▶ **Task requirements**:
Report every line of the listing below that contains the word "foliage". Case counts.

▶ **Data provided**:
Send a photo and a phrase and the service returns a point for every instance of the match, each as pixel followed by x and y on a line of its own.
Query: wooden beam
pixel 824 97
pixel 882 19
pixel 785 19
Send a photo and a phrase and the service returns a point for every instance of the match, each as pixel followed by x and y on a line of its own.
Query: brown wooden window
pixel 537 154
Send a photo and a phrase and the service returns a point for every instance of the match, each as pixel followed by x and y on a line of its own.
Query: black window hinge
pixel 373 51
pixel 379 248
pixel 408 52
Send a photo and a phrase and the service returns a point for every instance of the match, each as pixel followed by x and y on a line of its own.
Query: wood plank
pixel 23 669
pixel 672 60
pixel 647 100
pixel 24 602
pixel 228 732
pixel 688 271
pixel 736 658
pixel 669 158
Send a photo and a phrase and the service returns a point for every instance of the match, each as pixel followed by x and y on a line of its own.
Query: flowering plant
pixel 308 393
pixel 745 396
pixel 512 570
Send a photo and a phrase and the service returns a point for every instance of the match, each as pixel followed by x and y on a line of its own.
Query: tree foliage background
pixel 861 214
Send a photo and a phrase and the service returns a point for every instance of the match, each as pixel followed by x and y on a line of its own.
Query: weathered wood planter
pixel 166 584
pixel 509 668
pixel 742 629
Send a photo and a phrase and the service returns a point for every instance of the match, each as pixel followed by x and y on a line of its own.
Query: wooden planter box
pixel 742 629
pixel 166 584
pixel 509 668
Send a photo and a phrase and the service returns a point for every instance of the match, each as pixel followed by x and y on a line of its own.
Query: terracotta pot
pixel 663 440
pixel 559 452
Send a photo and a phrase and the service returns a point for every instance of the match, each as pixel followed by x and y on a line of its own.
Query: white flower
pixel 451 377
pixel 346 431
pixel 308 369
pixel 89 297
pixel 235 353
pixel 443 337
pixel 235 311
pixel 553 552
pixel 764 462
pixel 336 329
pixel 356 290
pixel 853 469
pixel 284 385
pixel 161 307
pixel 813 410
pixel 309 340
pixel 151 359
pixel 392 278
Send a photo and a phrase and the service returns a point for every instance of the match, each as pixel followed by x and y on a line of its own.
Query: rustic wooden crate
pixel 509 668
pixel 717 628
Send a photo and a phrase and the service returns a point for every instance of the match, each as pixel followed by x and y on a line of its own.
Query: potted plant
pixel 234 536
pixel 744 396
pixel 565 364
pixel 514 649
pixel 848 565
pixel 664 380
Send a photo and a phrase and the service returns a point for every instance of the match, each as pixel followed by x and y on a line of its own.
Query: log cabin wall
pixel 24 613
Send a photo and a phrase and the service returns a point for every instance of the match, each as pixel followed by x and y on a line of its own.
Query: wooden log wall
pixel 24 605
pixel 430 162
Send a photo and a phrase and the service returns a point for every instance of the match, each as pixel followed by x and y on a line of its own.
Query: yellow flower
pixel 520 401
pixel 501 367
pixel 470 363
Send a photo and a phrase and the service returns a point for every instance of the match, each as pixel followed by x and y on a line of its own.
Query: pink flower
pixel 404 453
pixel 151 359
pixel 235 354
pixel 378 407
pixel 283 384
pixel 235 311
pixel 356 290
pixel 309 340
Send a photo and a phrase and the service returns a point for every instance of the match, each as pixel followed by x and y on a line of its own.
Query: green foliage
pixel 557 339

* * *

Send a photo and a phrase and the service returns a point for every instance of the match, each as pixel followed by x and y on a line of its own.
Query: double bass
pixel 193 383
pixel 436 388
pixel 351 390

* * *

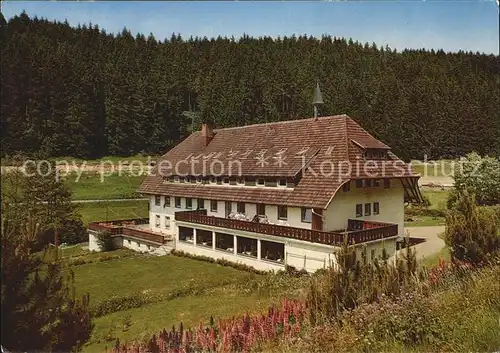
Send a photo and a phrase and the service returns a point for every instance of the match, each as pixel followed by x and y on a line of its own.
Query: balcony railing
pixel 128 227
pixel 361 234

▶ **Solution for this problem**:
Query: tree foliage background
Query: green foliage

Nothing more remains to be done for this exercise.